### What the task asks
Locate each line in the material below that contains the word "stone", and copy those lines out in full.

### Record list
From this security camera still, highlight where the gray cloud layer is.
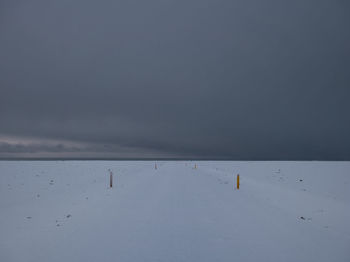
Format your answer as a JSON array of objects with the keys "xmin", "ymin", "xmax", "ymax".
[{"xmin": 0, "ymin": 0, "xmax": 350, "ymax": 160}]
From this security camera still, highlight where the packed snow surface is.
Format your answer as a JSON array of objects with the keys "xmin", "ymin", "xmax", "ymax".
[{"xmin": 0, "ymin": 161, "xmax": 350, "ymax": 262}]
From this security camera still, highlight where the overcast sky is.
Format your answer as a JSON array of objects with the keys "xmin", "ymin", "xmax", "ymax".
[{"xmin": 0, "ymin": 0, "xmax": 350, "ymax": 160}]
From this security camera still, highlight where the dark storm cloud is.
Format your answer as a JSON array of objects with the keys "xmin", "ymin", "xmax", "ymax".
[{"xmin": 0, "ymin": 0, "xmax": 350, "ymax": 159}]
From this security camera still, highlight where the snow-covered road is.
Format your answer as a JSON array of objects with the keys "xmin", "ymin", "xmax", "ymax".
[{"xmin": 0, "ymin": 161, "xmax": 350, "ymax": 262}]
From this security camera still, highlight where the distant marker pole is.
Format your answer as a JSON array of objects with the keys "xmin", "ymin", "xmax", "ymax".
[{"xmin": 109, "ymin": 170, "xmax": 113, "ymax": 188}]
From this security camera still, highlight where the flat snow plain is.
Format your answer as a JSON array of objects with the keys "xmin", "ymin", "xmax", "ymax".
[{"xmin": 0, "ymin": 161, "xmax": 350, "ymax": 262}]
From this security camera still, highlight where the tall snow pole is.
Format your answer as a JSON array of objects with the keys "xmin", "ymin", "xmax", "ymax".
[{"xmin": 109, "ymin": 169, "xmax": 113, "ymax": 188}]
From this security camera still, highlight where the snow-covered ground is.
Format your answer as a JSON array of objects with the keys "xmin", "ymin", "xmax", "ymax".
[{"xmin": 0, "ymin": 161, "xmax": 350, "ymax": 262}]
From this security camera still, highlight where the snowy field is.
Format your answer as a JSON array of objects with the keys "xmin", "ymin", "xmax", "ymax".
[{"xmin": 0, "ymin": 161, "xmax": 350, "ymax": 262}]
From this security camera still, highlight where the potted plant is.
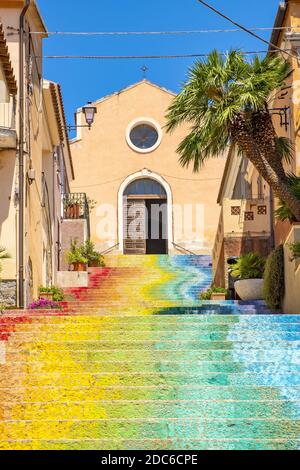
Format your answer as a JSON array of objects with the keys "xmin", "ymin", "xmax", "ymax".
[
  {"xmin": 200, "ymin": 286, "xmax": 228, "ymax": 301},
  {"xmin": 231, "ymin": 253, "xmax": 266, "ymax": 300},
  {"xmin": 66, "ymin": 242, "xmax": 88, "ymax": 272},
  {"xmin": 64, "ymin": 195, "xmax": 80, "ymax": 219},
  {"xmin": 275, "ymin": 173, "xmax": 300, "ymax": 224},
  {"xmin": 39, "ymin": 286, "xmax": 53, "ymax": 301},
  {"xmin": 80, "ymin": 240, "xmax": 104, "ymax": 268},
  {"xmin": 289, "ymin": 241, "xmax": 300, "ymax": 261},
  {"xmin": 39, "ymin": 286, "xmax": 64, "ymax": 302}
]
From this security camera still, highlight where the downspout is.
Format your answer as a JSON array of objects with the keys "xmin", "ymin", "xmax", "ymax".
[{"xmin": 19, "ymin": 0, "xmax": 31, "ymax": 308}]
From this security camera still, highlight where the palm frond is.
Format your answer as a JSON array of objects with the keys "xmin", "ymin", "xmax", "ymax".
[
  {"xmin": 166, "ymin": 50, "xmax": 291, "ymax": 171},
  {"xmin": 275, "ymin": 137, "xmax": 294, "ymax": 164}
]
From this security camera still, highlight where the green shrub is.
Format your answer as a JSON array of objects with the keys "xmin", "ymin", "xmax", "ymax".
[
  {"xmin": 80, "ymin": 240, "xmax": 104, "ymax": 267},
  {"xmin": 289, "ymin": 241, "xmax": 300, "ymax": 261},
  {"xmin": 275, "ymin": 174, "xmax": 300, "ymax": 222},
  {"xmin": 66, "ymin": 241, "xmax": 88, "ymax": 264},
  {"xmin": 231, "ymin": 253, "xmax": 266, "ymax": 279},
  {"xmin": 0, "ymin": 246, "xmax": 11, "ymax": 273},
  {"xmin": 264, "ymin": 245, "xmax": 285, "ymax": 310},
  {"xmin": 200, "ymin": 286, "xmax": 228, "ymax": 300},
  {"xmin": 39, "ymin": 286, "xmax": 65, "ymax": 302}
]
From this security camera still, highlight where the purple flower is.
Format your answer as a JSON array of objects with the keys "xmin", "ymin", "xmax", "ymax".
[{"xmin": 28, "ymin": 299, "xmax": 61, "ymax": 310}]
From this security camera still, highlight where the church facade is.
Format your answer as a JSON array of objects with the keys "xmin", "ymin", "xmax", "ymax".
[{"xmin": 71, "ymin": 80, "xmax": 225, "ymax": 254}]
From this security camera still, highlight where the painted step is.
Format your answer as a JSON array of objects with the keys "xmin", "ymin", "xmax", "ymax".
[
  {"xmin": 0, "ymin": 314, "xmax": 300, "ymax": 329},
  {"xmin": 9, "ymin": 336, "xmax": 300, "ymax": 352},
  {"xmin": 6, "ymin": 345, "xmax": 300, "ymax": 364},
  {"xmin": 0, "ymin": 384, "xmax": 300, "ymax": 404},
  {"xmin": 0, "ymin": 324, "xmax": 300, "ymax": 339},
  {"xmin": 1, "ymin": 357, "xmax": 300, "ymax": 376},
  {"xmin": 1, "ymin": 400, "xmax": 300, "ymax": 421},
  {"xmin": 0, "ymin": 418, "xmax": 300, "ymax": 440},
  {"xmin": 0, "ymin": 371, "xmax": 300, "ymax": 388},
  {"xmin": 0, "ymin": 438, "xmax": 300, "ymax": 451},
  {"xmin": 4, "ymin": 327, "xmax": 300, "ymax": 347}
]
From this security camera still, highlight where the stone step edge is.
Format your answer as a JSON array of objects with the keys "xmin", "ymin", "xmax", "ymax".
[
  {"xmin": 9, "ymin": 335, "xmax": 300, "ymax": 344},
  {"xmin": 4, "ymin": 324, "xmax": 300, "ymax": 336},
  {"xmin": 0, "ymin": 370, "xmax": 300, "ymax": 378},
  {"xmin": 0, "ymin": 437, "xmax": 300, "ymax": 444},
  {"xmin": 8, "ymin": 343, "xmax": 299, "ymax": 354},
  {"xmin": 2, "ymin": 360, "xmax": 300, "ymax": 373},
  {"xmin": 0, "ymin": 397, "xmax": 300, "ymax": 406},
  {"xmin": 1, "ymin": 417, "xmax": 299, "ymax": 424},
  {"xmin": 0, "ymin": 384, "xmax": 300, "ymax": 392}
]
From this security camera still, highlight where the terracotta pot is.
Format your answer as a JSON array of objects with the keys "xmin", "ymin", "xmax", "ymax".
[
  {"xmin": 73, "ymin": 263, "xmax": 87, "ymax": 272},
  {"xmin": 66, "ymin": 204, "xmax": 80, "ymax": 219},
  {"xmin": 39, "ymin": 292, "xmax": 53, "ymax": 300},
  {"xmin": 89, "ymin": 261, "xmax": 100, "ymax": 268},
  {"xmin": 211, "ymin": 292, "xmax": 226, "ymax": 301},
  {"xmin": 234, "ymin": 279, "xmax": 264, "ymax": 300}
]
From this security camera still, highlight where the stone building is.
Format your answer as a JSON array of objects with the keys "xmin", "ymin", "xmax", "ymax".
[{"xmin": 71, "ymin": 80, "xmax": 225, "ymax": 254}]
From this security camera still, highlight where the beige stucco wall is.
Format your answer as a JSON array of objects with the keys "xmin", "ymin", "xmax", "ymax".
[
  {"xmin": 283, "ymin": 225, "xmax": 300, "ymax": 314},
  {"xmin": 0, "ymin": 0, "xmax": 70, "ymax": 303},
  {"xmin": 0, "ymin": 150, "xmax": 17, "ymax": 279},
  {"xmin": 71, "ymin": 81, "xmax": 225, "ymax": 253}
]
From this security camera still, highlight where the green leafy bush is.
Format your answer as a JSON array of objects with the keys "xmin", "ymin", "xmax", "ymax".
[
  {"xmin": 66, "ymin": 241, "xmax": 88, "ymax": 264},
  {"xmin": 200, "ymin": 286, "xmax": 228, "ymax": 300},
  {"xmin": 289, "ymin": 241, "xmax": 300, "ymax": 261},
  {"xmin": 231, "ymin": 253, "xmax": 266, "ymax": 279},
  {"xmin": 39, "ymin": 286, "xmax": 65, "ymax": 302},
  {"xmin": 80, "ymin": 240, "xmax": 105, "ymax": 267},
  {"xmin": 0, "ymin": 246, "xmax": 11, "ymax": 273},
  {"xmin": 275, "ymin": 174, "xmax": 300, "ymax": 222},
  {"xmin": 264, "ymin": 245, "xmax": 285, "ymax": 310}
]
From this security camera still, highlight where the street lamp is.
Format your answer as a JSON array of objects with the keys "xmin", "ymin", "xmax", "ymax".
[
  {"xmin": 67, "ymin": 101, "xmax": 97, "ymax": 132},
  {"xmin": 82, "ymin": 101, "xmax": 97, "ymax": 129}
]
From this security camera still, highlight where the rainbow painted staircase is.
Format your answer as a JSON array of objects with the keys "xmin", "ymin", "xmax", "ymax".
[{"xmin": 0, "ymin": 256, "xmax": 300, "ymax": 450}]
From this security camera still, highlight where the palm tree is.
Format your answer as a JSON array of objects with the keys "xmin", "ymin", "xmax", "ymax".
[
  {"xmin": 0, "ymin": 246, "xmax": 11, "ymax": 272},
  {"xmin": 167, "ymin": 51, "xmax": 300, "ymax": 221}
]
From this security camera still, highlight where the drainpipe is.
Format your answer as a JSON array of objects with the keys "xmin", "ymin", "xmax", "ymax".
[{"xmin": 19, "ymin": 0, "xmax": 31, "ymax": 308}]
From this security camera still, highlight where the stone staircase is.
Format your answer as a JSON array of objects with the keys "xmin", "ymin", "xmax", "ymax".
[{"xmin": 0, "ymin": 256, "xmax": 300, "ymax": 450}]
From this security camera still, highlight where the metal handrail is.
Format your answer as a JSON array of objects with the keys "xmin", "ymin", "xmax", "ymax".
[
  {"xmin": 63, "ymin": 193, "xmax": 90, "ymax": 239},
  {"xmin": 100, "ymin": 243, "xmax": 120, "ymax": 255},
  {"xmin": 172, "ymin": 242, "xmax": 197, "ymax": 256}
]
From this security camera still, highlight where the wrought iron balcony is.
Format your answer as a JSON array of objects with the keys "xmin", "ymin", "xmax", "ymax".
[
  {"xmin": 63, "ymin": 193, "xmax": 90, "ymax": 236},
  {"xmin": 0, "ymin": 97, "xmax": 17, "ymax": 149}
]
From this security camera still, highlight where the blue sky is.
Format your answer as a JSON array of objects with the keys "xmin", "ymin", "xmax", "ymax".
[{"xmin": 38, "ymin": 0, "xmax": 279, "ymax": 127}]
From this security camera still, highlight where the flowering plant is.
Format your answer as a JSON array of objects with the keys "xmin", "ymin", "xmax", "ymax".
[{"xmin": 29, "ymin": 299, "xmax": 61, "ymax": 310}]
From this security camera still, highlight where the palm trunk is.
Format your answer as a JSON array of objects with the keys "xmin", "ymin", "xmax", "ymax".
[{"xmin": 230, "ymin": 115, "xmax": 300, "ymax": 221}]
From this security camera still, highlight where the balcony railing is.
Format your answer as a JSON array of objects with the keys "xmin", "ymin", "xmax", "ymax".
[
  {"xmin": 63, "ymin": 193, "xmax": 90, "ymax": 238},
  {"xmin": 0, "ymin": 98, "xmax": 16, "ymax": 148},
  {"xmin": 0, "ymin": 98, "xmax": 16, "ymax": 130}
]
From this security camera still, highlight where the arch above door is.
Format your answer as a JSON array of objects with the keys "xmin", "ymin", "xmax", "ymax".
[{"xmin": 118, "ymin": 169, "xmax": 174, "ymax": 253}]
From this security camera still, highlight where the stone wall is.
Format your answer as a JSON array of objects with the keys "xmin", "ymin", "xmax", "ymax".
[
  {"xmin": 214, "ymin": 236, "xmax": 272, "ymax": 287},
  {"xmin": 0, "ymin": 279, "xmax": 17, "ymax": 306},
  {"xmin": 59, "ymin": 219, "xmax": 87, "ymax": 271},
  {"xmin": 282, "ymin": 224, "xmax": 300, "ymax": 315}
]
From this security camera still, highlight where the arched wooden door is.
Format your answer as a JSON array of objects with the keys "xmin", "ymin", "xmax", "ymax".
[{"xmin": 123, "ymin": 178, "xmax": 168, "ymax": 254}]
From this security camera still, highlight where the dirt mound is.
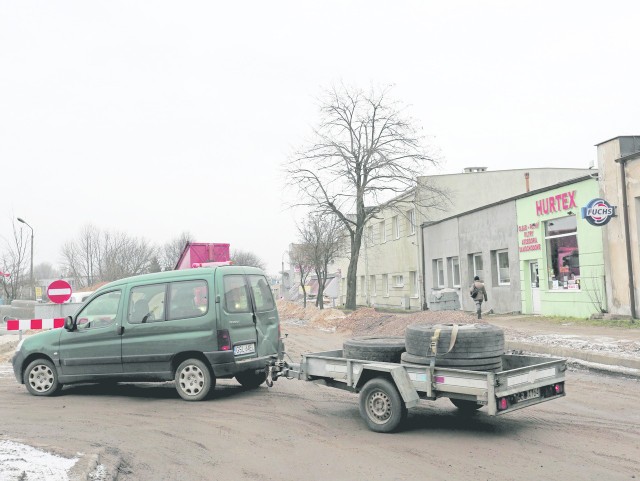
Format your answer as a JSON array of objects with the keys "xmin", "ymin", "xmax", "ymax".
[
  {"xmin": 278, "ymin": 301, "xmax": 482, "ymax": 336},
  {"xmin": 277, "ymin": 300, "xmax": 345, "ymax": 330}
]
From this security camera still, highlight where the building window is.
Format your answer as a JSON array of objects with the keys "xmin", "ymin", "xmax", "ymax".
[
  {"xmin": 451, "ymin": 257, "xmax": 460, "ymax": 287},
  {"xmin": 545, "ymin": 215, "xmax": 580, "ymax": 290},
  {"xmin": 391, "ymin": 215, "xmax": 400, "ymax": 239},
  {"xmin": 367, "ymin": 225, "xmax": 373, "ymax": 246},
  {"xmin": 433, "ymin": 259, "xmax": 444, "ymax": 288},
  {"xmin": 473, "ymin": 254, "xmax": 484, "ymax": 280},
  {"xmin": 496, "ymin": 249, "xmax": 511, "ymax": 286},
  {"xmin": 407, "ymin": 209, "xmax": 416, "ymax": 235},
  {"xmin": 409, "ymin": 271, "xmax": 418, "ymax": 297}
]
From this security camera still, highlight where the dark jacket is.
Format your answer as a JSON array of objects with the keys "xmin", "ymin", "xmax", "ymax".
[{"xmin": 469, "ymin": 281, "xmax": 488, "ymax": 301}]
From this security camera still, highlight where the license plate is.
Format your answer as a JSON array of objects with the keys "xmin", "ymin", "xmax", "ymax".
[
  {"xmin": 233, "ymin": 343, "xmax": 256, "ymax": 356},
  {"xmin": 513, "ymin": 387, "xmax": 540, "ymax": 403}
]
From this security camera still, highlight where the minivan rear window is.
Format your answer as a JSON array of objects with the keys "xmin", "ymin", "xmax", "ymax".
[
  {"xmin": 127, "ymin": 284, "xmax": 167, "ymax": 324},
  {"xmin": 169, "ymin": 280, "xmax": 209, "ymax": 320},
  {"xmin": 224, "ymin": 274, "xmax": 251, "ymax": 313},
  {"xmin": 249, "ymin": 275, "xmax": 276, "ymax": 312}
]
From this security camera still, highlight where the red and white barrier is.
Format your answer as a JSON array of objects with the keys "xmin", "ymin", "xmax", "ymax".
[{"xmin": 7, "ymin": 317, "xmax": 64, "ymax": 331}]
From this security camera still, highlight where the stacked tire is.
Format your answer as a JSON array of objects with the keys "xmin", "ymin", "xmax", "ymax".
[{"xmin": 401, "ymin": 324, "xmax": 504, "ymax": 372}]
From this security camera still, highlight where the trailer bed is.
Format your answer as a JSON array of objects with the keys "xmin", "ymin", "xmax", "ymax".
[{"xmin": 287, "ymin": 350, "xmax": 566, "ymax": 427}]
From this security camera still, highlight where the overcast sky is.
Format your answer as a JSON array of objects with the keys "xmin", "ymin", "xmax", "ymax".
[{"xmin": 0, "ymin": 0, "xmax": 640, "ymax": 273}]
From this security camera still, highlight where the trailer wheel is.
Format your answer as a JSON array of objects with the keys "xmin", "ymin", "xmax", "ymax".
[
  {"xmin": 236, "ymin": 370, "xmax": 267, "ymax": 389},
  {"xmin": 449, "ymin": 398, "xmax": 482, "ymax": 414},
  {"xmin": 360, "ymin": 378, "xmax": 407, "ymax": 433},
  {"xmin": 342, "ymin": 336, "xmax": 405, "ymax": 363}
]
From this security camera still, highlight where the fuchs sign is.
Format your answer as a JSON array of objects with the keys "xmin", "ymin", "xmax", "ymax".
[{"xmin": 581, "ymin": 199, "xmax": 616, "ymax": 227}]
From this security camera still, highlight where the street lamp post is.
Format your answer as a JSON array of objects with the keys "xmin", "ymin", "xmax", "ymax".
[{"xmin": 18, "ymin": 217, "xmax": 36, "ymax": 299}]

### Finished exercise
From this security camera still, highlight where the stone step edge is.
From this security camera still, highlight where the stone building is.
From this security camera still, highlight where the stone staircase is.
From this security camera still, highlight where the stone wall is.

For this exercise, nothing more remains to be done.